--- Exercise data ---
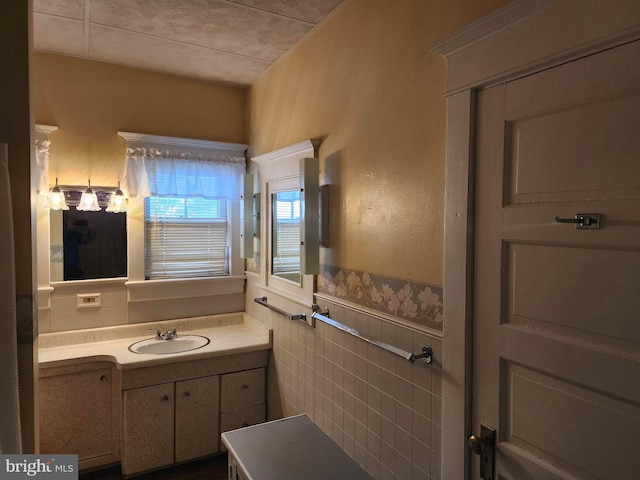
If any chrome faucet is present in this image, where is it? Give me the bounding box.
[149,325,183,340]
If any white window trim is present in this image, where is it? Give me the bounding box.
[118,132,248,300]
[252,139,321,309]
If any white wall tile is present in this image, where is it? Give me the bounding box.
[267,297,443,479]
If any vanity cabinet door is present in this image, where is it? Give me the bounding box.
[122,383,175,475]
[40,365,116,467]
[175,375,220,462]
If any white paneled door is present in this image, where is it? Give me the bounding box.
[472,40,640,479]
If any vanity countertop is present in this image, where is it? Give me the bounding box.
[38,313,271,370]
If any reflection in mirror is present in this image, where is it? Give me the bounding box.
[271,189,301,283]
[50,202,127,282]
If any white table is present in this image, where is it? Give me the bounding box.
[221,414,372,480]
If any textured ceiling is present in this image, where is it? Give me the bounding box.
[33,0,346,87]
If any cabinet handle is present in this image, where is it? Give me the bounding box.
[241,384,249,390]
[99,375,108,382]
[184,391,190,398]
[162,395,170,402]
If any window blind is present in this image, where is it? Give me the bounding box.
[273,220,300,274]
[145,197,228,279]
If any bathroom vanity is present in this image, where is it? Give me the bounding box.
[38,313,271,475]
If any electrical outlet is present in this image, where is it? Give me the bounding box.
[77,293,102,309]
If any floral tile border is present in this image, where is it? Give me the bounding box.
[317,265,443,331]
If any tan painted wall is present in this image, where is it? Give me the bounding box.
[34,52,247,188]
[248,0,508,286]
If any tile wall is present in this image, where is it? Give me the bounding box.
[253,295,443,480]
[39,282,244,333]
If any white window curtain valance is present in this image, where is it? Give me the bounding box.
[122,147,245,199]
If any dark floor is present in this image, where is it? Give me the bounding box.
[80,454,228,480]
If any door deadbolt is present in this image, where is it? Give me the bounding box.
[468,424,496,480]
---
** What to produce **
Print out all the material above exactly as it appears, omitting the images.

** Output of the task **
If any chrome faucet is present in this image, where is it? Give me the bounding box.
[149,325,183,340]
If any white window trim is present in this image, where is it? Give me the bounding box.
[118,132,248,300]
[252,139,321,309]
If any white wall tile is present in this image, where is it? Give me the bounding box.
[267,297,443,479]
If any vanity cabinet door is present in this image, where is it? Give me the bounding box.
[122,383,175,475]
[40,365,116,467]
[175,375,220,462]
If any white paneled door is present in this image, where is it? Give me the bounding box.
[472,40,640,479]
If any vanity countertop is present in this image, where is it? Give me the bounding box.
[38,313,271,370]
If any reflection in mirror is present in this image, where is it? Give me the bounding box.
[271,189,301,283]
[50,202,127,282]
If any white table is present in this image, where is it? Give me the bounding box.
[221,414,372,480]
If any textured ceiling is present in this image, where is it? Give me the bounding box.
[33,0,346,87]
If any cabinet handle is present in this image, where is it? Give me the bounding box.
[241,384,249,390]
[99,375,108,382]
[184,391,190,398]
[162,395,170,402]
If any window blind is present in this image, where is it? Give me the bounding box.
[273,220,300,274]
[145,197,228,279]
If any bathroom vanity is present in this image, where is it? Give me the bounding box.
[38,313,271,475]
If any electrical outlet is present in this image, where is it? Give me the bounding box.
[77,293,102,309]
If any floral tile border is present in this image, where is it? Give me the bounding box.
[317,265,443,331]
If any tan painted wall is present in this image, where is it? Give me the bounding box.
[34,52,247,188]
[248,0,508,286]
If any tile wall is present in this image, where is it? Give me the bounding box.
[253,295,443,480]
[39,282,244,333]
If any white window curtain valance is present in this image, where is it? Give me the bounding box.
[122,147,245,199]
If any dark floor is present in this image, where is it? Give me the bounding box.
[80,454,228,480]
If any door deadbolt is present in this image, where is it? Give me the bounding box.
[468,424,496,480]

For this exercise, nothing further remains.